● DATA TO PROCESS

## Start

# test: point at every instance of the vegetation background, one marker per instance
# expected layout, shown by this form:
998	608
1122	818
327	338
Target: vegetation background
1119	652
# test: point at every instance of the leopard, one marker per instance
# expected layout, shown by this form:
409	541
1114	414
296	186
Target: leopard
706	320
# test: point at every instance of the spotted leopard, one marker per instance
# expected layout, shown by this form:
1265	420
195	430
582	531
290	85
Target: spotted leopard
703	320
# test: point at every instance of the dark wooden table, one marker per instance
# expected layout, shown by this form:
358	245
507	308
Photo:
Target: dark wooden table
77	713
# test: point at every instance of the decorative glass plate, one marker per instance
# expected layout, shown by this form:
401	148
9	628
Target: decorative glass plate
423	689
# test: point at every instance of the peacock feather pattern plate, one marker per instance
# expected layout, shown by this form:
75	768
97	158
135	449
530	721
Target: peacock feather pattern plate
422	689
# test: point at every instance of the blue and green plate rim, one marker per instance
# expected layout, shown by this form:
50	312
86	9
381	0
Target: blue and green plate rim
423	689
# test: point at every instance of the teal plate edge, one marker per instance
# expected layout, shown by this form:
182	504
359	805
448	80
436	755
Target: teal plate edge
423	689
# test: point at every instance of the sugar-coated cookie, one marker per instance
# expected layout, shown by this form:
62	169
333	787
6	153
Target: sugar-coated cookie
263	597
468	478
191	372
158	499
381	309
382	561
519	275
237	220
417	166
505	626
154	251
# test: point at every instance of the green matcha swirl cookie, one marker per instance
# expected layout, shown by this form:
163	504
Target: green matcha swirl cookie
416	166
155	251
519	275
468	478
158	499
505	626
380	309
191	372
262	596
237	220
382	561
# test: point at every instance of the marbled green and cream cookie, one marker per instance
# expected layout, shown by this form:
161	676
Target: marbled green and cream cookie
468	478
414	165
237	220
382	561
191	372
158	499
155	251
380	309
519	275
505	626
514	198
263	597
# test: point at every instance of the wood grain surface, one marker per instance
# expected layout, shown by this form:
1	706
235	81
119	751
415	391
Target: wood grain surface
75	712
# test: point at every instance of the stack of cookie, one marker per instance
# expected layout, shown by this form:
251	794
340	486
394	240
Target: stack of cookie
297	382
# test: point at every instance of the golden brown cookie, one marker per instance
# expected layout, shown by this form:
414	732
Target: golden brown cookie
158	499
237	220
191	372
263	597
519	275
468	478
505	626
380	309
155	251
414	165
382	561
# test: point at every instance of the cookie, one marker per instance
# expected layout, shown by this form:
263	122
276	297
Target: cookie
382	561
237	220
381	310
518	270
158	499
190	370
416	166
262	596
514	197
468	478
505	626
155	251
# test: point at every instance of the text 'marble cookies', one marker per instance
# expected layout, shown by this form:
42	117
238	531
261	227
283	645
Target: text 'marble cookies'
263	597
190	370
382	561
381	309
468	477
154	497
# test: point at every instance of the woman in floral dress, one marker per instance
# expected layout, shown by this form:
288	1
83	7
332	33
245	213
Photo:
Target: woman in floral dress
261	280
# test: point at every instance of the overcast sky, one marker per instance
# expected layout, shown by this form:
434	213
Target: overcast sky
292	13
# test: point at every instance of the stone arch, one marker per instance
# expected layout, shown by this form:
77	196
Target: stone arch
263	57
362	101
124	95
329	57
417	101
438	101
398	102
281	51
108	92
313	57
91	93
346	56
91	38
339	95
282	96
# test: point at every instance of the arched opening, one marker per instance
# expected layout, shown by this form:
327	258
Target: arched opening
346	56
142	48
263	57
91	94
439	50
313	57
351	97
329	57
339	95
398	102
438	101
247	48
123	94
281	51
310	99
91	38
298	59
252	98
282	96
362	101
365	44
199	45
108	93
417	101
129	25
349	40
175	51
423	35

## End
## Start

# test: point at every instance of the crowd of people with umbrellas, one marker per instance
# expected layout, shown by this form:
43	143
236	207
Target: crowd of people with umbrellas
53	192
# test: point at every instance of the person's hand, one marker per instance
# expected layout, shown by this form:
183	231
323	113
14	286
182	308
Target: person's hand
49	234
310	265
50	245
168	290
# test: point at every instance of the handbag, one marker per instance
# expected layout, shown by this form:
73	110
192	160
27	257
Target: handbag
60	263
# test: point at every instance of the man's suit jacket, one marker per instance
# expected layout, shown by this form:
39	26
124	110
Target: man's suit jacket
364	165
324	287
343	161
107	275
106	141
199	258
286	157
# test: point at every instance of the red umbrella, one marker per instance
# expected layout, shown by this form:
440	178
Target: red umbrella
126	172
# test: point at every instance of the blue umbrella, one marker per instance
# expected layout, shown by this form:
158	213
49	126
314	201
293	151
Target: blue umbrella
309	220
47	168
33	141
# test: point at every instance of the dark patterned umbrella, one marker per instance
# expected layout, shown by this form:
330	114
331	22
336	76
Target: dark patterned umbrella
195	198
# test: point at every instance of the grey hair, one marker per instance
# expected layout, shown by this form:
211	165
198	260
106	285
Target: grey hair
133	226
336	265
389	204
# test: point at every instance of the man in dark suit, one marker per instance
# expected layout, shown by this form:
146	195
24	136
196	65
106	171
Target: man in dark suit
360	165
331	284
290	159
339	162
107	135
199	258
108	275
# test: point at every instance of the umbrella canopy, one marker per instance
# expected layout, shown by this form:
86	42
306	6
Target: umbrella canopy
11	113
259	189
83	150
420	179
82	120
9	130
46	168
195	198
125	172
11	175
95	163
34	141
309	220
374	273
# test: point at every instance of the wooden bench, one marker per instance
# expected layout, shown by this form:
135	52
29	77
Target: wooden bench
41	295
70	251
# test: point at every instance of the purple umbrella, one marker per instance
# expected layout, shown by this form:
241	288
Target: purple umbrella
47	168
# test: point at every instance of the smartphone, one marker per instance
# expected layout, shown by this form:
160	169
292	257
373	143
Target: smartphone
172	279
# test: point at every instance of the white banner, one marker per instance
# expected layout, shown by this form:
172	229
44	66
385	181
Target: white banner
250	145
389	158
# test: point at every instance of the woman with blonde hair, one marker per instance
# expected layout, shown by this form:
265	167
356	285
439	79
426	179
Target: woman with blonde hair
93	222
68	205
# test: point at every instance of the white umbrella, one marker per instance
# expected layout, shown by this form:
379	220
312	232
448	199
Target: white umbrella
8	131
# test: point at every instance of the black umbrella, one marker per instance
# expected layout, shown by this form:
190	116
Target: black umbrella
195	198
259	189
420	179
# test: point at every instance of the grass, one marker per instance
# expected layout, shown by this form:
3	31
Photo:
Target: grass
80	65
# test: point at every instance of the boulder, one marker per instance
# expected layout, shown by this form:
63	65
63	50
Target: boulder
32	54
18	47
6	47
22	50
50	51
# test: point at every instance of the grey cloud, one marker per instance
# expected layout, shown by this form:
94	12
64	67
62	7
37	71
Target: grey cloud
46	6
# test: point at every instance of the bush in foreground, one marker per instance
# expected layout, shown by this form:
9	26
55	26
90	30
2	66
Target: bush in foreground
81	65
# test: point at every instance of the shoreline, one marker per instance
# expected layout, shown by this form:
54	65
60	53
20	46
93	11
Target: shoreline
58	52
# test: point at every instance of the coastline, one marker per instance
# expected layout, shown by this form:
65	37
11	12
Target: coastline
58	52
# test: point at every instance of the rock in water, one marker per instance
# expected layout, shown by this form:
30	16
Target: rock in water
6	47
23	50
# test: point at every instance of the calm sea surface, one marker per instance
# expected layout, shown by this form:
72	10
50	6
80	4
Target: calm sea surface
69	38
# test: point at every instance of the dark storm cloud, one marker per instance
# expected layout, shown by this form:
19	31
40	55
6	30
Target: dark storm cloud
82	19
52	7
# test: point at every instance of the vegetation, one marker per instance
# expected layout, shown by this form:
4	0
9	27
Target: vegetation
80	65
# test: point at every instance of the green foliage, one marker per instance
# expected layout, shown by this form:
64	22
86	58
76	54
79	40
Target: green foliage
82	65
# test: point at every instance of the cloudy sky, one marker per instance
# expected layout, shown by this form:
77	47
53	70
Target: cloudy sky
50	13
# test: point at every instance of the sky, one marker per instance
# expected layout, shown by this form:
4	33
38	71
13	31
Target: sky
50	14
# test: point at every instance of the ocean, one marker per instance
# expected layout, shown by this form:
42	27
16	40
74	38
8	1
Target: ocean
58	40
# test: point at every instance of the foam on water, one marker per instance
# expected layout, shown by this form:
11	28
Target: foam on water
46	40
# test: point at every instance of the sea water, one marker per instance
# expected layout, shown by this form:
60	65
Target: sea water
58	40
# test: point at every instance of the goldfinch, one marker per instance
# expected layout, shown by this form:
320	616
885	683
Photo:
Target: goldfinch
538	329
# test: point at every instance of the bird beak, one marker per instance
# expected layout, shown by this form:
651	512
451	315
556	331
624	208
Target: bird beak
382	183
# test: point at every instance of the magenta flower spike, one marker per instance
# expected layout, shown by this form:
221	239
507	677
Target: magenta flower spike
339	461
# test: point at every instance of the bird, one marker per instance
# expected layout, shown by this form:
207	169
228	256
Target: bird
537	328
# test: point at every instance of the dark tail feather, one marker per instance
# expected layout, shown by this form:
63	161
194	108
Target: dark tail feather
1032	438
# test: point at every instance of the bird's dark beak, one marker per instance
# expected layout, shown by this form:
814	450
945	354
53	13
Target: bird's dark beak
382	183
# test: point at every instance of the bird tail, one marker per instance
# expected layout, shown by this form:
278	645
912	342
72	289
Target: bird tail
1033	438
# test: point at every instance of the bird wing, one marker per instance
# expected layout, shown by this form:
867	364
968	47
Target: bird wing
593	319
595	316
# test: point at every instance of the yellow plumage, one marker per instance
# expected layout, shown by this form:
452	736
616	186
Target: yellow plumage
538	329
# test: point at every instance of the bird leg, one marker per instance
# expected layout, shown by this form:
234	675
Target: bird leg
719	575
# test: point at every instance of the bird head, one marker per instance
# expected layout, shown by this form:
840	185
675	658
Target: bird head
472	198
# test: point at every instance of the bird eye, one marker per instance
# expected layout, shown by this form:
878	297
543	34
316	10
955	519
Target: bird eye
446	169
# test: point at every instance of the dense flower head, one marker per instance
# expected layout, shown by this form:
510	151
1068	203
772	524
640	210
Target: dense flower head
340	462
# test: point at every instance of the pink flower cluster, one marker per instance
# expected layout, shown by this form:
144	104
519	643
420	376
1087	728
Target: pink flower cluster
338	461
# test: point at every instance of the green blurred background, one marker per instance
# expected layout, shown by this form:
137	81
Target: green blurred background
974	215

## End
## Start

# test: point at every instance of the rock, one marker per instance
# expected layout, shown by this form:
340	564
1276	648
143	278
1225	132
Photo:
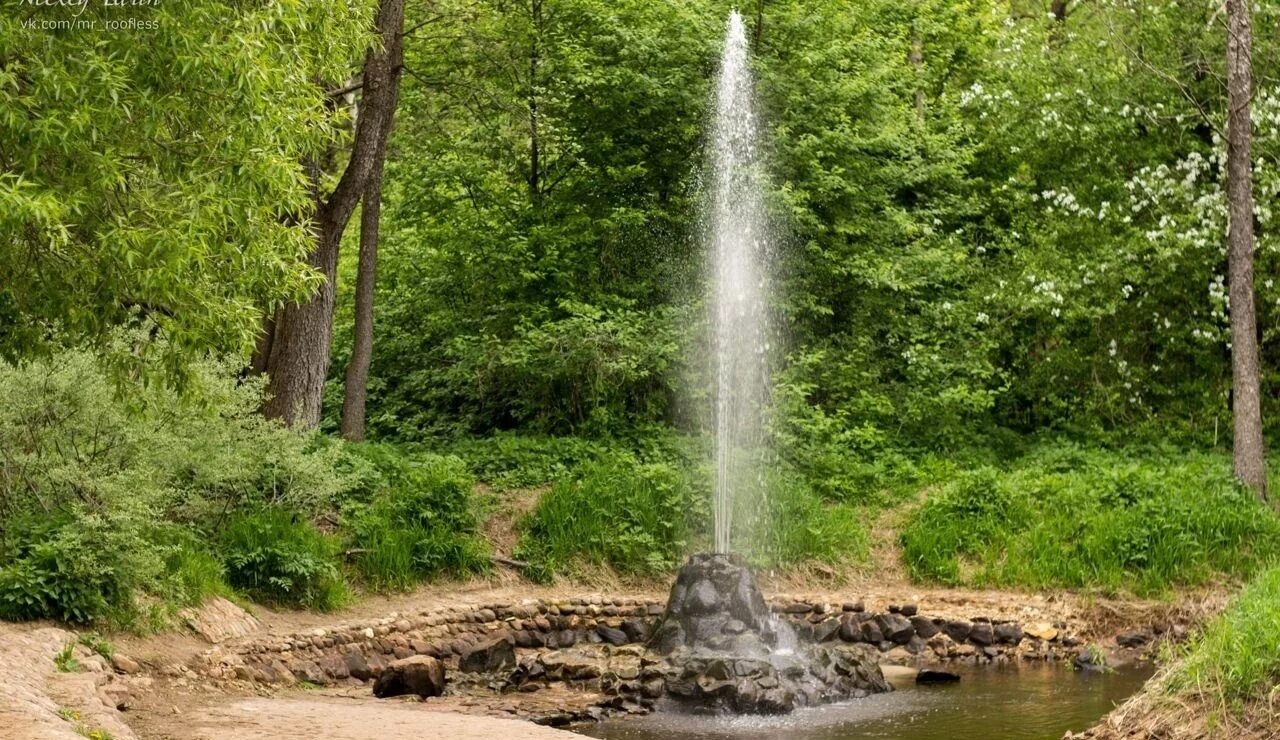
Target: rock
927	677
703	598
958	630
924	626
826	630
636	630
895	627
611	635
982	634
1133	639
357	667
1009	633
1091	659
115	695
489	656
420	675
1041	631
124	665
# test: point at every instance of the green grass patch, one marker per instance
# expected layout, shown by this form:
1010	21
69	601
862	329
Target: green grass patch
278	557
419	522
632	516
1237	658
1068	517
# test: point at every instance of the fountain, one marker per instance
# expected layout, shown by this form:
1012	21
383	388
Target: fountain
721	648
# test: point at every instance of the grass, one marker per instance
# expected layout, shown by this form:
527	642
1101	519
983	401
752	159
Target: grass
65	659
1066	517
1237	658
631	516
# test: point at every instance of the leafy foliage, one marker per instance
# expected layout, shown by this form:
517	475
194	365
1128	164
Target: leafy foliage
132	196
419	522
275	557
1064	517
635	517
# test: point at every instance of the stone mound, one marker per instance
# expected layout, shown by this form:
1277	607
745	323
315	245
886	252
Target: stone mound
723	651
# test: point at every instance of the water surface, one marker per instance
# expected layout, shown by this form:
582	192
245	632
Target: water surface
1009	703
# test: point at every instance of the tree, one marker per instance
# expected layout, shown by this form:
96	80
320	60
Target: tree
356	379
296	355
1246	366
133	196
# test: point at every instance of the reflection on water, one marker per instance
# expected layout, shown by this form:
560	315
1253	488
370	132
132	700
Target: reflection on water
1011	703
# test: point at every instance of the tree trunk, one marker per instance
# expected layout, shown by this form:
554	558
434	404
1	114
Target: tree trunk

## End

● GOAL
Count the lines in the items above that contain the string "vegetation", treating uppercase and lowercase as different. Reply with only the number.

● TASK SOLUTION
4